REQUIRED WORK:
Output the following data exactly.

Stored data

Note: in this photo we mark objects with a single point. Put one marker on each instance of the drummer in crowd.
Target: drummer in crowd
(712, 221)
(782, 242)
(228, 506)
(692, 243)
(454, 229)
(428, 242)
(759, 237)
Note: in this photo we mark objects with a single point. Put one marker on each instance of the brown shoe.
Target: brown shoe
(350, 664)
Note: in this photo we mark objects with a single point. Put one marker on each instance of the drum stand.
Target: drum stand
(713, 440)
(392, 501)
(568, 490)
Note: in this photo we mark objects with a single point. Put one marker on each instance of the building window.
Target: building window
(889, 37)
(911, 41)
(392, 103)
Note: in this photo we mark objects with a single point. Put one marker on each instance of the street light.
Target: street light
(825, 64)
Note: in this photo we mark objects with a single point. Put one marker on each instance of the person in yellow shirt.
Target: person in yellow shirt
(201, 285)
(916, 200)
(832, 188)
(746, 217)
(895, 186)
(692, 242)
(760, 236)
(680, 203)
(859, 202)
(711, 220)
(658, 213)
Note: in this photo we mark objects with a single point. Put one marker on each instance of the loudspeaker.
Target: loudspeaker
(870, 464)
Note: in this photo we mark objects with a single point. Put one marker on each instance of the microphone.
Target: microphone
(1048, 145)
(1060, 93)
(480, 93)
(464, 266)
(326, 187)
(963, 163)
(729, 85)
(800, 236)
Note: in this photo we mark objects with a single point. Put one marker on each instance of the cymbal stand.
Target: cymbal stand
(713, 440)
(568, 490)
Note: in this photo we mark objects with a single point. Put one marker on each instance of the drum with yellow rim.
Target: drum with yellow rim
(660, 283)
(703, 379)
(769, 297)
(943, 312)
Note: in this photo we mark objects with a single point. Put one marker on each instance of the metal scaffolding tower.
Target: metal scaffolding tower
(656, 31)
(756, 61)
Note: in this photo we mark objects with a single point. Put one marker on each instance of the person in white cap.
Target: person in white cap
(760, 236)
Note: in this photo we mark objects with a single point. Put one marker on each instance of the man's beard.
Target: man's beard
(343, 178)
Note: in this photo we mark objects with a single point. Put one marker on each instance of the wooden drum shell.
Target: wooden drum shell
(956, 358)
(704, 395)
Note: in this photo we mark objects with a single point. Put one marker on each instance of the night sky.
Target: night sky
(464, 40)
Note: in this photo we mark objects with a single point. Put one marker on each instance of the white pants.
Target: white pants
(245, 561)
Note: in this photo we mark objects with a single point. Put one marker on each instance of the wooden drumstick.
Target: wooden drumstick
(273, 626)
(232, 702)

RESPONSE TO THIS EXERCISE:
Note: in this photo we mark objects with a single point. Put one marker on each instance of the drummer in crowd.
Target: drummer in crowd
(712, 221)
(782, 242)
(228, 506)
(692, 243)
(454, 229)
(428, 242)
(759, 237)
Note: in this photo we mark objects with a single point. Put one marker on each instance of the brown shoe.
Target: brown shoe
(350, 664)
Note: in this photo we mark objects with a single point. Put one marker on each instance of the drum stand.
Target: drum stand
(713, 440)
(392, 501)
(568, 490)
Note: in this photo we mark objects with a single point. Put one marker on each instance of the building window.
Target: building window
(889, 37)
(911, 41)
(392, 103)
Note: in this photo we mark objects with a single point. Put one marker on each instance of the street light.
Target: street light
(825, 64)
Note: in this photo we mark objects with a single point. Put one marker on each instance of the person in yellow shirt.
Target: person in yellow shirt
(201, 285)
(916, 200)
(832, 188)
(746, 217)
(895, 186)
(692, 242)
(760, 236)
(680, 203)
(859, 202)
(711, 220)
(658, 213)
Note: in this photo we mark objects with a single point. Put one marker on each instance of the loudspeaker.
Target: loudspeaker
(870, 464)
Note: in this photo we mark objects with a single point. Put one marker on each instance of the microphone.
Target: microphone
(1048, 145)
(1060, 93)
(480, 93)
(464, 266)
(326, 187)
(963, 163)
(729, 85)
(800, 236)
Note: in this photo we mark objects with a single point. Put one marker on each instance of the cymbal stand.
Target: cymbal stand
(713, 440)
(568, 490)
Note: in this photo we mark objects with a single point. Put one marker on each instance of the drum with yellow rim.
Target: drum with yellow rim
(660, 283)
(703, 379)
(769, 297)
(943, 312)
Note: in this photo we mark objects with a single point. Put one marker on each instance of the metal scaffolding tower.
Target: metal scaffolding tower
(656, 31)
(756, 61)
Note: in this photo we mark objects with a single point. Put one marker on each instance of the person in white cap.
Target: person in white cap
(760, 236)
Note: in this photo we mark objects with a single point. Put one marker on each instance of the man's beard.
Target: man's beard
(343, 178)
Note: in this photo we mark objects with a single point. Put one marker on each instance of the wooden drum shell.
Target: wooden drum shell
(956, 358)
(704, 395)
Note: in this photo we mark objects with a single point. Put one marker on each instance of the night sky.
Target: night sky
(464, 40)
Note: in this photo we mark objects with a single point. Put one marker on each instance of the white pants.
Target: white pants
(245, 561)
Note: in this photo we mark objects with a single point. Put one marker on each instance of the wooden drumstick.
Target: wooden drumstick
(273, 626)
(232, 702)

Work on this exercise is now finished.